[Begin Given information]

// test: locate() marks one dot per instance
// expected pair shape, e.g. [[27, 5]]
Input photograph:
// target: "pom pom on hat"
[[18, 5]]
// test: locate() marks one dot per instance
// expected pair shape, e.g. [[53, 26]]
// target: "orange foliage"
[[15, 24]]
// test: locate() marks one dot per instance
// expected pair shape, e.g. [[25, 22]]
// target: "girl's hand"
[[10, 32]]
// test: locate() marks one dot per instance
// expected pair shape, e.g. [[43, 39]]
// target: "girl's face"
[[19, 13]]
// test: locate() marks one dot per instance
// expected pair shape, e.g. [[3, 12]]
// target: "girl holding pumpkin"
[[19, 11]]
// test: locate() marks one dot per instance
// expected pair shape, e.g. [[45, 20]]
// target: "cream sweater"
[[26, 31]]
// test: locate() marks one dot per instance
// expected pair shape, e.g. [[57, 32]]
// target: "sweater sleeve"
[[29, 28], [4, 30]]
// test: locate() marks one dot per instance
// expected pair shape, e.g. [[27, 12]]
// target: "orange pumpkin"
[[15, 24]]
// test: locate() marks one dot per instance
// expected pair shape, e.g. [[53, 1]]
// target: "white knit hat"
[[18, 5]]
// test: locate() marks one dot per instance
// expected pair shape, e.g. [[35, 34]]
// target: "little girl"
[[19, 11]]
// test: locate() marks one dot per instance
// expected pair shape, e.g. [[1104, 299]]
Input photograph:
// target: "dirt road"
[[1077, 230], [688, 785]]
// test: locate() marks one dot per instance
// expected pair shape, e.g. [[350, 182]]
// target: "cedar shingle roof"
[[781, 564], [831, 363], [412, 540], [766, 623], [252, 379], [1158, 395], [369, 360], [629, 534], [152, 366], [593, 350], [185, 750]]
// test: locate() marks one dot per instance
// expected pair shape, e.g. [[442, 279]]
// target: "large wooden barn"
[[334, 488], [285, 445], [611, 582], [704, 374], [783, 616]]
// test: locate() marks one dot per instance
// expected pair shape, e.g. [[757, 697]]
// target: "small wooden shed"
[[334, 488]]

[End Given information]

▶ _Written request_
Rewrite all of the material above as a numbered list with one line per item, leaving out any blank lines.

▶ _The response_
1. // test: locate() marks one dot per instance
2. // expected pair shape, e.g. [[27, 5]]
3. Input photograph:
4. // target: "pom pom on hat"
5. [[18, 5]]
6. // test: locate() marks one dot per instance
7. // expected pair shape, e.g. [[53, 26]]
8. // target: "orange foliage"
9. [[15, 24]]
10. // test: locate() marks one dot per instance
11. // expected pair shape, e.g. [[25, 22]]
12. // target: "girl's hand"
13. [[10, 32]]
14. // test: locate() marks one dot per instance
15. // expected pair shape, e.g. [[43, 39]]
16. // target: "girl's face"
17. [[19, 13]]
18. // test: locate() marks one dot per instance
19. // expected pair shape, e.g. [[3, 12]]
20. // target: "girl holding pumpkin"
21. [[19, 11]]
22. // test: locate() marks one dot per instance
23. // expected pair shape, e.g. [[45, 20]]
24. // target: "cream sweater"
25. [[26, 31]]
26. // test: locate() marks one dot per instance
27. // expected pair shape, e.g. [[57, 32]]
28. // target: "sweater sleeve"
29. [[29, 28], [4, 30]]
30. // test: locate() marks one dot per instance
31. // expected pair shape, e.g. [[27, 12]]
32. // target: "orange pumpkin"
33. [[15, 24]]
34. // test: locate() marks one dot per instance
35. // expected pair shape, e.g. [[53, 1]]
36. // target: "white knit hat"
37. [[18, 5]]
38. // test: locate() marks one dot per instance
39. // expected pair shape, e.g. [[35, 34]]
40. // target: "little girl"
41. [[19, 11]]
42. // test: locate() marks one dot per instance
43. // expected pair shape, e.g. [[1104, 299]]
44. Input photograph:
45. // target: "dirt road"
46. [[1077, 230], [688, 785]]
47. // test: locate() marks one dot per instance
48. // expected pair shape, e.g. [[350, 182]]
49. // target: "cedar shingle roof"
50. [[781, 564], [831, 363], [412, 540], [766, 623], [252, 379], [1158, 395], [369, 360], [629, 534], [152, 366], [593, 350], [185, 750]]
51. // test: locate() marks one dot per instance
52. // expected pair shape, e.g. [[442, 279]]
53. // target: "large wooden barn"
54. [[334, 488], [285, 445], [611, 582], [704, 374], [783, 616]]
55. // test: locate() marks one dot per instance
56. // expected pair shape, e.g. [[757, 697]]
57. // target: "small wooden shed"
58. [[334, 488]]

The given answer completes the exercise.